• Records to use

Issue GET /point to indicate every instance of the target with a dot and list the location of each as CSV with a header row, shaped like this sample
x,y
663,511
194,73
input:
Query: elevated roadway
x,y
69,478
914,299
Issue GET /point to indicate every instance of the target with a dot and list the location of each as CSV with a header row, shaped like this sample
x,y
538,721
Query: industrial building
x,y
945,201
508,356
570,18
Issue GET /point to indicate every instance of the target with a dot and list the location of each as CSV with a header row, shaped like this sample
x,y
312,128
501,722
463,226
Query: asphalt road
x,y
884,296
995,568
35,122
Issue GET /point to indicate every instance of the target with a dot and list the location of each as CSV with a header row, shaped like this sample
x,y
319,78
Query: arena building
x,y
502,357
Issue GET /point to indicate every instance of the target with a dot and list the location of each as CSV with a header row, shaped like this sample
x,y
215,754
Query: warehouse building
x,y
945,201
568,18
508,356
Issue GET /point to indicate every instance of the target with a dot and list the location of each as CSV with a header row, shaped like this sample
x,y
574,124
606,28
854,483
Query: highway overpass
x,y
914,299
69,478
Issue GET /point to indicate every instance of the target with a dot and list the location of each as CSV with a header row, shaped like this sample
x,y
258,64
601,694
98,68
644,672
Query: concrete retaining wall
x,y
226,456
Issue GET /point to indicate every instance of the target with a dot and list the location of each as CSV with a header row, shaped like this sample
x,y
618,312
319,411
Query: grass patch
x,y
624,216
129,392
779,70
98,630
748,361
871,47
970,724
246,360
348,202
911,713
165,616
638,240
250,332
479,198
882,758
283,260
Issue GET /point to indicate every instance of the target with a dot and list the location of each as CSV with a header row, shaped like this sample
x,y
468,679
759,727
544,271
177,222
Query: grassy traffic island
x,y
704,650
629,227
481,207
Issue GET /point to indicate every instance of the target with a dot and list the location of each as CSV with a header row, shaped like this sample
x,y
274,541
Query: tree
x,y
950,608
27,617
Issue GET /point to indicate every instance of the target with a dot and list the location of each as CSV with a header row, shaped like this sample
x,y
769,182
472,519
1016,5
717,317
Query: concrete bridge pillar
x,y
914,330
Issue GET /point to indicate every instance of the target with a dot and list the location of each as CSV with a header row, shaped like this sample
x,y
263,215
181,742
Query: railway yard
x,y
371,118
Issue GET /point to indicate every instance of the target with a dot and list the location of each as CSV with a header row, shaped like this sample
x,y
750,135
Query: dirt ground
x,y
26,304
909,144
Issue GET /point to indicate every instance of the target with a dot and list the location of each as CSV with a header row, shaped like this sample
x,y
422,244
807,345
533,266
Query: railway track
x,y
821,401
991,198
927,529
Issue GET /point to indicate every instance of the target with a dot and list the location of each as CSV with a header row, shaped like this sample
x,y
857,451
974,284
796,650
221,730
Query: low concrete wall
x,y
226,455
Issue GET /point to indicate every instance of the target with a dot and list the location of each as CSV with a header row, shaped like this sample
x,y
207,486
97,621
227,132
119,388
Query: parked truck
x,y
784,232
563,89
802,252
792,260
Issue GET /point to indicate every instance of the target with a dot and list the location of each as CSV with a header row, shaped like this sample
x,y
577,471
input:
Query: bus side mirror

• What is asked
Can you restate every record above word for word?

• Task output
Issue GET /point to indicate every instance of the target with a dot and list the location of each as CSV with a header row, shaped like this sample
x,y
663,511
194,73
input:
Query: elevated roadway
x,y
69,478
914,299
Issue GET /point to indicate every instance of the target with a dot and list the location of each as CSV with a header row, shaped like this sample
x,y
538,721
Query: industrial building
x,y
945,201
508,356
570,18
Issue GET /point to indicate every instance of the target with a dot and list the location of each as CSV with a header row, shaped like this sample
x,y
312,128
501,722
463,226
Query: asphalt road
x,y
884,296
995,568
35,122
Issue GET /point to indicate every instance of the target with a dot and list the location of each as CSV with a header row, shaped like this sample
x,y
319,78
Query: arena building
x,y
502,357
Issue GET /point to indicate every instance of the target with a dot and list the location of each as CSV with a header row, shaped like this sample
x,y
215,754
Query: warehouse building
x,y
945,201
568,18
508,356
Issue GET /point to indicate every instance of the target with a dot and list the location of each as CSV with a header row, shaped like this sample
x,y
574,124
606,28
854,483
Query: highway overpass
x,y
914,299
69,478
Issue GET /point to indicate every instance of the target with a dot and list the location of each as CSV with a header row, shaped like this sample
x,y
258,64
601,694
98,68
644,672
Query: concrete retaining wall
x,y
226,456
Issue GET /point to indicate every instance of the target with a dot and list the location of each as CSV with a header row, shaped like this sample
x,y
618,312
319,411
Query: grass patch
x,y
624,216
129,392
779,70
98,630
748,361
871,47
970,724
246,360
348,202
911,713
165,616
638,240
250,332
479,198
882,758
283,260
Issue GET /point to indicate every instance of the target with a dot and list the location of each as CSV with a header row, shaped like this sample
x,y
468,679
759,727
544,271
177,222
Query: grassy traffic island
x,y
704,650
629,227
481,207
Issue GET /point to indicate every instance of the target with a dot and list the location of each as CSV with a header row, shaped like this sample
x,y
274,541
Query: tree
x,y
950,608
27,617
Issue GET /point to indicate every instance of the target with a dot and list the location of each as CSV with a header row, shaped like this sample
x,y
769,182
472,519
1016,5
717,317
Query: concrete bridge pillar
x,y
914,330
Issue GET /point to indicate every instance of the target with a dot and list the location of each as CSV with a header row, shaped like this sample
x,y
263,215
181,742
Query: railway yard
x,y
371,118
Issue GET /point to indicate every instance of the target with a dot and list the location of each as CSV with a header row, shaped like this sample
x,y
750,135
Query: dirt ground
x,y
26,304
909,144
Issue GET /point to indicate every instance of the target with a dot and list the location of each as CSV with a header row, shaped like this sample
x,y
422,244
807,345
533,266
Query: railway track
x,y
821,401
991,198
927,529
Issue GET /point to indicate every instance of the target with a dot and list the location of each as CSV with a header row, shaped like this sample
x,y
857,451
974,284
796,650
221,730
Query: low concrete wall
x,y
226,455
Issue GET /point to indicate every instance of the target with a dot and list the location of each as CSV with a header row, shaped like this sample
x,y
207,486
97,621
227,132
119,388
Query: parked truck
x,y
784,232
563,89
802,252
792,260
Issue GET /point to indicate every instance of the target with a dot and list the location of each as CSV with a header row, shaped like this sample
x,y
577,471
input:
Query: bus side mirror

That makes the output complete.